SET EXERCISE: Transcribe each of the lines below word for word. Leave the pictures out of your copy.

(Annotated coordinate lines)
══════════

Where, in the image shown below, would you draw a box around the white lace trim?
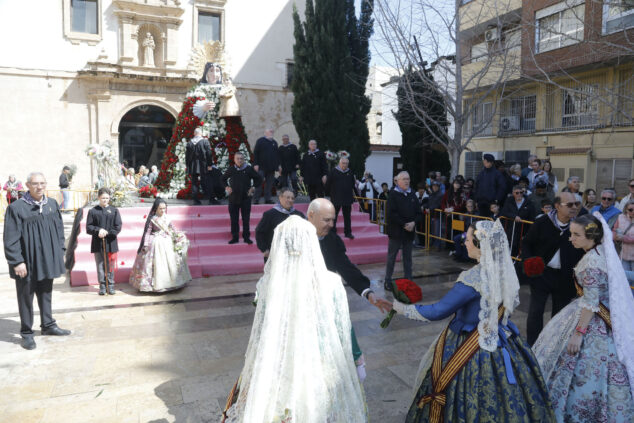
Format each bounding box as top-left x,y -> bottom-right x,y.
586,212 -> 634,402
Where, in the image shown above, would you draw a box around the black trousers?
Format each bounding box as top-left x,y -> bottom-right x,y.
192,173 -> 205,206
332,206 -> 352,235
306,181 -> 324,201
229,198 -> 251,240
526,266 -> 576,346
15,279 -> 56,337
253,169 -> 275,204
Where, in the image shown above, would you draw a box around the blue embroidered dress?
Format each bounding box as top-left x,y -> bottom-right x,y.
395,265 -> 555,423
533,249 -> 634,423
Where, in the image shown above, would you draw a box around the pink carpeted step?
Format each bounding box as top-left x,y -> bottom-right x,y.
71,204 -> 387,286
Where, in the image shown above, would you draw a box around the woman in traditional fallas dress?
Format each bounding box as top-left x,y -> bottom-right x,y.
533,213 -> 634,423
130,198 -> 192,292
394,221 -> 555,423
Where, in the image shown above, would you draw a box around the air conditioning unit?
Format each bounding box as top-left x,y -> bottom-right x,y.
484,28 -> 500,43
500,116 -> 520,131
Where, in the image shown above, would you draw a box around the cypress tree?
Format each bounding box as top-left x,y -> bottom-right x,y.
291,0 -> 373,175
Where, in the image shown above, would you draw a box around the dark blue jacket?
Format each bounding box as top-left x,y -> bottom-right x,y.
475,167 -> 506,204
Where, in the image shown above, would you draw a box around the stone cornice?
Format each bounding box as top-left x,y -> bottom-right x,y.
77,62 -> 197,88
112,0 -> 185,25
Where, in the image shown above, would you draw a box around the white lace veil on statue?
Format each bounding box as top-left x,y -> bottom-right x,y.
593,212 -> 634,397
226,216 -> 367,423
474,220 -> 520,351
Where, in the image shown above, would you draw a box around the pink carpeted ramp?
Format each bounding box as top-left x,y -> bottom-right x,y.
70,204 -> 387,286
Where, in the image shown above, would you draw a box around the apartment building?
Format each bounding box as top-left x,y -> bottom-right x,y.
460,0 -> 634,194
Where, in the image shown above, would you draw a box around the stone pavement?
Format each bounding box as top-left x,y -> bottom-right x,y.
0,251 -> 544,423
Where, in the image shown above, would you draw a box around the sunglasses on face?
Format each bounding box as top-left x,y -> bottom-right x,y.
561,201 -> 581,209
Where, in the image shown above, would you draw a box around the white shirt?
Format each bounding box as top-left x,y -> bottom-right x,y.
548,216 -> 570,269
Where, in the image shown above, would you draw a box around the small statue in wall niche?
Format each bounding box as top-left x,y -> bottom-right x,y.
143,32 -> 156,67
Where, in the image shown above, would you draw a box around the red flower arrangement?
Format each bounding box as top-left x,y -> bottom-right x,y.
139,185 -> 158,198
524,256 -> 545,278
381,279 -> 423,329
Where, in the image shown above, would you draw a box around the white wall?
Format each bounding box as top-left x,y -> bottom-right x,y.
365,151 -> 399,187
0,0 -> 305,87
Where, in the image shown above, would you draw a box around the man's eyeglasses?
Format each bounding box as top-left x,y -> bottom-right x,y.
561,201 -> 581,209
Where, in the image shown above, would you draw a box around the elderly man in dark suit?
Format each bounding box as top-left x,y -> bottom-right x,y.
3,172 -> 70,350
253,128 -> 281,204
326,158 -> 356,239
384,172 -> 423,291
222,153 -> 262,244
299,140 -> 328,201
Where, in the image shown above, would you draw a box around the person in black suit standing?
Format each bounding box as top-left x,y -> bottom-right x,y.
222,152 -> 262,244
383,172 -> 423,291
255,187 -> 306,263
185,128 -> 213,206
521,192 -> 584,346
253,128 -> 281,204
299,140 -> 328,201
326,158 -> 356,239
277,134 -> 299,195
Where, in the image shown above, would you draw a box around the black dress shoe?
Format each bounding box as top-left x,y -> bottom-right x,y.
42,325 -> 70,336
20,336 -> 37,350
383,281 -> 392,292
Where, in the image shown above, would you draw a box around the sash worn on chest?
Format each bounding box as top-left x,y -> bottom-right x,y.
574,275 -> 612,330
418,306 -> 504,423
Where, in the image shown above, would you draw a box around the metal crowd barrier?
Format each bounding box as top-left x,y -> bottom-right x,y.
354,196 -> 533,261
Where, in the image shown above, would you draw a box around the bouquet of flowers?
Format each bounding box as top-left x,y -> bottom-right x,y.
381,279 -> 423,329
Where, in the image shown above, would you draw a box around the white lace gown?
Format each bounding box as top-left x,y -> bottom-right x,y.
533,247 -> 634,423
130,216 -> 192,292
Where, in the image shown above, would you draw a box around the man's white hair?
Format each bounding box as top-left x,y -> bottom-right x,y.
26,172 -> 46,183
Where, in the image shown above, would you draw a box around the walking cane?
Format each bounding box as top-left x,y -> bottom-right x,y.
101,238 -> 114,294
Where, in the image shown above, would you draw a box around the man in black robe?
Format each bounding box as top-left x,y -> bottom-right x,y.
277,135 -> 299,195
253,128 -> 280,204
185,128 -> 213,206
3,172 -> 70,350
222,153 -> 262,244
299,140 -> 328,201
326,158 -> 357,239
255,187 -> 306,263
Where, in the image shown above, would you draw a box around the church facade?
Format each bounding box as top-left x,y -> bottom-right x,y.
0,0 -> 303,189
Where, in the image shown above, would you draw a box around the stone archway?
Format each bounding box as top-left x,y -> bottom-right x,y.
119,104 -> 176,171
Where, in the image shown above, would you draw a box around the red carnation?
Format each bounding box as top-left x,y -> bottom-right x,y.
381,279 -> 423,329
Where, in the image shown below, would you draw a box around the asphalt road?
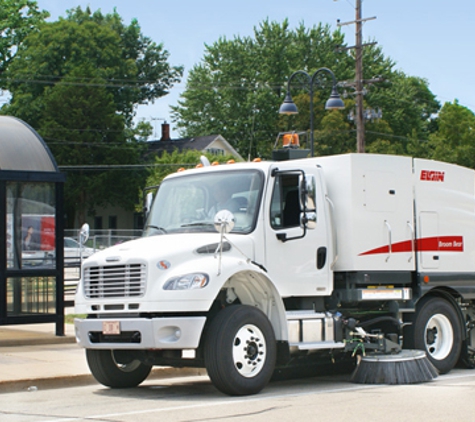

══════════

TASK ANSWER:
Where, in the image shown below, would you draw a box around the white lace trim?
Format each bounding box as top-left x,y -> bottom-right x,y.
586,212 -> 634,402
Where, in the image shown above, would you draw a box around the black trousers?
Format each bounding box as top-left x,y -> bottom-right x,y.
192,173 -> 205,206
332,206 -> 352,235
306,181 -> 324,201
229,198 -> 251,240
526,266 -> 576,346
15,279 -> 56,337
253,169 -> 275,204
Where, in the image shown above, would you draw a box around the blue embroidered dress?
Format each bounding box as top-left x,y -> bottom-right x,y.
395,265 -> 555,423
533,249 -> 634,423
Where, in the image shown above, would you draw a box around the pink carpeted step?
Format each bounding box as top-left x,y -> bottom-right x,y.
71,204 -> 387,286
Where, in the image shown above, would you draw a box around the woman in traditional fallas dress?
Format each bounding box as top-left x,y -> bottom-right x,y.
533,213 -> 634,423
130,198 -> 192,292
394,221 -> 555,423
Where, in the image shown above, would you draw a box around the air conditioning unit?
Format each bounding box as top-left x,y -> bottom-right x,y.
484,28 -> 500,43
500,116 -> 520,131
Where, in the image shown above, would you draw a box around the cypress tree?
Format each bounding box as top-left x,y -> bottom-right x,y.
291,0 -> 373,175
Where, in the image shown above, would you draw a box around the dark blue jacket?
Format each bounding box as top-left x,y -> bottom-right x,y.
475,167 -> 506,204
Where, in the image shown above, would you draw a box around the stone cornice?
Format each bounding box as top-left x,y -> bottom-right x,y.
77,62 -> 197,88
112,0 -> 185,25
Where, in the image shown above, would you draw a box around the white lace veil on statue?
Format each bounding box as top-left x,y -> bottom-right x,y.
593,212 -> 634,397
226,216 -> 367,423
474,220 -> 520,351
Where, in the image shown above, would you draw a box around the pink carpeted ramp?
Format each bounding box as top-left x,y -> bottom-right x,y.
70,204 -> 387,286
Where, in the image shown above, would you draw a box around the apartment building?
Format each bounding box as top-left x,y -> bottom-right x,y.
460,0 -> 634,194
Where, in the image shown above, would you draw a box around the stone pavement?
Format each bounding box as top-left x,y -> bottom-right x,y.
0,251 -> 544,423
Where, in the image shown above, would you draw a box around the sunglasses on face?
Format each bounding box as top-left x,y -> bottom-right x,y.
561,201 -> 581,209
Where, in the image shown above, would you draw a box around the white shirt?
Format each bounding box as top-left x,y -> bottom-right x,y.
548,216 -> 570,269
Where, in the image shown above, would you draw a box around the small statue in wall niche?
Format each bounding box as top-left x,y -> bottom-right x,y.
143,32 -> 156,67
Where, in the image shown above, would you draw a box around the red flower arrangement?
Format each bounding box as top-left x,y -> bottom-right x,y.
139,185 -> 158,198
524,256 -> 545,278
381,279 -> 423,329
Where, in the image shown above, would you draw a box around the white wall?
Format each bounding box as top-left x,y -> bottom-right x,y.
365,151 -> 399,187
0,0 -> 305,87
Where, in the image shown above, would you draw a box around the man's eyeglasses?
Format each bounding box as top-left x,y -> bottom-right x,y.
561,201 -> 581,209
Where, in the image shown above, would you draw a box around the elderly man in dark suit?
Format each bounding box as top-left x,y -> bottom-right x,y.
3,172 -> 70,350
253,128 -> 281,204
326,158 -> 356,239
384,172 -> 423,291
222,153 -> 262,244
299,140 -> 328,201
Where, in the image shown above, would you draw a box around the person in black suit standing?
Format each bounding box as top-left x,y -> bottom-right x,y.
222,152 -> 262,244
383,172 -> 423,291
255,187 -> 306,263
185,128 -> 213,206
521,192 -> 584,346
253,128 -> 281,204
299,140 -> 328,201
326,158 -> 356,239
277,134 -> 299,195
Where, in the image shown above, would you draw a box around the black dress shoe?
Format each bounding box as top-left x,y -> bottom-right x,y.
42,325 -> 70,336
20,336 -> 37,350
383,281 -> 392,292
Where, in the image shown above, would you draw a box around the sash worn on chest?
Format each bounding box as top-left x,y -> bottom-right x,y.
574,275 -> 612,330
418,306 -> 504,423
Where, in the image shown above, would you draw a box around the metal crowd barrier?
Format each bounding box as top-left x,y -> bottom-right x,y.
354,196 -> 533,261
Where, in the image shown above, would you draw a box around the bouquet of flowers?
Format each bounding box as top-left x,y -> bottom-right x,y.
381,279 -> 423,329
Where, in the image shown above, would you draw a box around the white lace gown?
Format each bounding box as top-left x,y -> bottom-right x,y.
533,247 -> 634,423
130,216 -> 192,292
Where, in the image shown above, would you draw a box around the man's white hair?
Format each bounding box as top-left x,y -> bottom-right x,y.
26,172 -> 46,183
Where, in the image shown above, would you draw a box around the walking cane?
Format each bounding box as top-left x,y -> bottom-right x,y.
101,238 -> 114,294
Where, in the image shown above, would you draw a box around the man in black robe?
Format each bounding box as top-left x,y -> bottom-right x,y.
277,135 -> 299,195
253,128 -> 280,204
185,128 -> 213,206
3,172 -> 70,350
222,153 -> 262,244
299,140 -> 328,201
326,158 -> 357,239
255,187 -> 306,263
Where, in the image shown above, would you draw a box around the church facade?
Format each bounding box as top-left x,y -> bottom-right x,y.
0,0 -> 303,189
Where, in the image shown above, would you draw a box around the stone archway?
Format each bounding box as top-left x,y -> bottom-right x,y.
119,104 -> 176,171
Where, in the image shown above, would you draw a box around the red carnation?
Format each bounding box as top-left x,y -> bottom-right x,y.
381,279 -> 423,329
Where, in the image shown below, would you draw a box around the asphalt road?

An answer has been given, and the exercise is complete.